___ Input for this task ___
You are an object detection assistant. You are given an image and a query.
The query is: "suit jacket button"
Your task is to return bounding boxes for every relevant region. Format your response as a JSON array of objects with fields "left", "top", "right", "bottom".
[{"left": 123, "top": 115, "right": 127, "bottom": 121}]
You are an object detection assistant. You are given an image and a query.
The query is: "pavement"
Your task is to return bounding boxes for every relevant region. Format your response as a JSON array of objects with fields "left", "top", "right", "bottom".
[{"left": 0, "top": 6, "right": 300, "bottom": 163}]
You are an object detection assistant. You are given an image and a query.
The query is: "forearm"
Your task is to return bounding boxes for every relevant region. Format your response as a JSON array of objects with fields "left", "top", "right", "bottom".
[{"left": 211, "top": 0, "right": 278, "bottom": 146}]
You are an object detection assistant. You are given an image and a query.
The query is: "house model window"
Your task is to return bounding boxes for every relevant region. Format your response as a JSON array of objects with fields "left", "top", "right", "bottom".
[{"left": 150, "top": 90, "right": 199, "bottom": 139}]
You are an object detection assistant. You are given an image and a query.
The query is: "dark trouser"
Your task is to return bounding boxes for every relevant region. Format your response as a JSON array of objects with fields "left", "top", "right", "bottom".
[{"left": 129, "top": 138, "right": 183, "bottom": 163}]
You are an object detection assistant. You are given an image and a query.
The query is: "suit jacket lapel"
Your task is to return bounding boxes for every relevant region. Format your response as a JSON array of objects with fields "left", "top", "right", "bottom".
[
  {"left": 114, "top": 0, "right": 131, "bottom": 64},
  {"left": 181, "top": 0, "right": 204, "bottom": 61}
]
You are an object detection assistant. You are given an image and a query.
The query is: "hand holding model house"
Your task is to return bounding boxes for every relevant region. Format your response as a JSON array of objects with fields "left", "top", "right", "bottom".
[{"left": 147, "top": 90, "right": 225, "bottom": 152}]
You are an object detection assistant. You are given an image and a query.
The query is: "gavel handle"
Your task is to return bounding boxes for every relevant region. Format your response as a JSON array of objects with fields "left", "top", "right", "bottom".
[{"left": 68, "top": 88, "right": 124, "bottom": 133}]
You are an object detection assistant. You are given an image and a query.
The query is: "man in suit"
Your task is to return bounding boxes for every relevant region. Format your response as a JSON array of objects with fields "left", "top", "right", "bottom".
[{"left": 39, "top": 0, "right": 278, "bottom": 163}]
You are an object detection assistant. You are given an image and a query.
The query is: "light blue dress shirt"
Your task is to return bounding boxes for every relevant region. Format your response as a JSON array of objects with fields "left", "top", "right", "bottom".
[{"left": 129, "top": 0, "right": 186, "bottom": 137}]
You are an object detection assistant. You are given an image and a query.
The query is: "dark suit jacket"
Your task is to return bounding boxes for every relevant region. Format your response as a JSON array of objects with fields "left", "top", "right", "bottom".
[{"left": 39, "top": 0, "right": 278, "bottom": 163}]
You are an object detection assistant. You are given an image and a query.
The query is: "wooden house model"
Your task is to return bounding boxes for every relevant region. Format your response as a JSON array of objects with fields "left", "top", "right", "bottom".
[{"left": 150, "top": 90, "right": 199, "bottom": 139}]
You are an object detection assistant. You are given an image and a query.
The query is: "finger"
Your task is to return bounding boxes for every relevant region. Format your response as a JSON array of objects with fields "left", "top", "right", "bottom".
___
### Goal
Repeat all entries. Match them exactly.

### Complete answer
You are an object detection assistant. You are given an image and a query.
The query is: "suit jacket button"
Your task is to return bounding boxes for every relevant region. Format your response as a JSON array of objects with fields "left", "top", "right", "bottom".
[{"left": 123, "top": 115, "right": 127, "bottom": 121}]
You are an object detection assistant. You are given an image and a query.
The query is: "pavement"
Your task is to return bounding boxes for every relevant region. Format your response as a JSON array of objects with fields "left", "top", "right", "bottom".
[{"left": 0, "top": 6, "right": 300, "bottom": 163}]
You are an object detection assistant. You are given an image and a query.
The query is: "forearm"
Your task is to return bounding boxes for every relevant region. Format your response as a JSON array of objects with fields "left", "top", "right", "bottom".
[{"left": 211, "top": 0, "right": 278, "bottom": 146}]
You are an object detection assistant. You are given an image and a query.
The query is: "house model window"
Your task is to return bounding boxes for every relevant region. Format your response as a JSON array of objects with fields "left", "top", "right", "bottom".
[{"left": 150, "top": 90, "right": 199, "bottom": 139}]
You are an object detection assistant. You are given an image and a query.
The query is: "dark trouser"
Your task is to return bounding boxes for every relevant region. Format your response as a JSON array of objects with fields "left", "top", "right", "bottom".
[{"left": 129, "top": 138, "right": 183, "bottom": 163}]
You are an object detection assistant. You are given an image and a query.
The query is: "suit jacket lapel"
Your task is to return bounding boxes for every relevant region. Format your response as a JSON array of objects with fields "left", "top", "right", "bottom".
[
  {"left": 114, "top": 0, "right": 131, "bottom": 64},
  {"left": 181, "top": 0, "right": 204, "bottom": 61}
]
You are an object detection assistant. You are given an image and a query.
The query is: "hand holding model house"
Your task is to return bounding boxes for every relevant region. Format your response as a JSON array of objects with fields "left", "top", "right", "bottom".
[{"left": 147, "top": 90, "right": 225, "bottom": 152}]
You are an object detection assistant. You are given an image and a query.
The query is: "gavel handle"
Your task is to return bounding boxes for every relevant region. Format your response as a JSON array of objects with fields "left", "top", "right", "bottom".
[{"left": 68, "top": 88, "right": 124, "bottom": 133}]
You are an object detection assistant. You are given an image and a query.
The query is: "man in suit"
Your task is to return bounding boxes for every relevant region. Format your response as a JSON array of objects with fields "left", "top", "right", "bottom".
[{"left": 39, "top": 0, "right": 278, "bottom": 163}]
You are an object detection assistant. You are given an image and a query.
The query is: "light blue dress shirt"
Your task is to return bounding boxes for every relevant region. Format your response as a JSON array of objects with fields "left", "top", "right", "bottom".
[{"left": 129, "top": 0, "right": 186, "bottom": 137}]
You are an object detection assistant. You are given an image and a query.
The query is: "dark suit jacket"
Your task is to return bounding boxes for every relevant region. Format your response as a JSON array of objects with fields "left", "top", "right", "bottom".
[{"left": 39, "top": 0, "right": 278, "bottom": 163}]
You are an object detection assistant. You are given an image and a query.
The query is: "wooden house model"
Your task is to return bounding boxes for every relevant region. Format your response as a JSON array of objects with fields "left", "top", "right", "bottom".
[{"left": 150, "top": 90, "right": 199, "bottom": 139}]
You are an object detection assistant. You are given an image and a query.
The query is: "finger"
Your task is to return bounding boxes for every relevant region. Format your response as a JSON array of objects with fields "left", "top", "right", "bottom".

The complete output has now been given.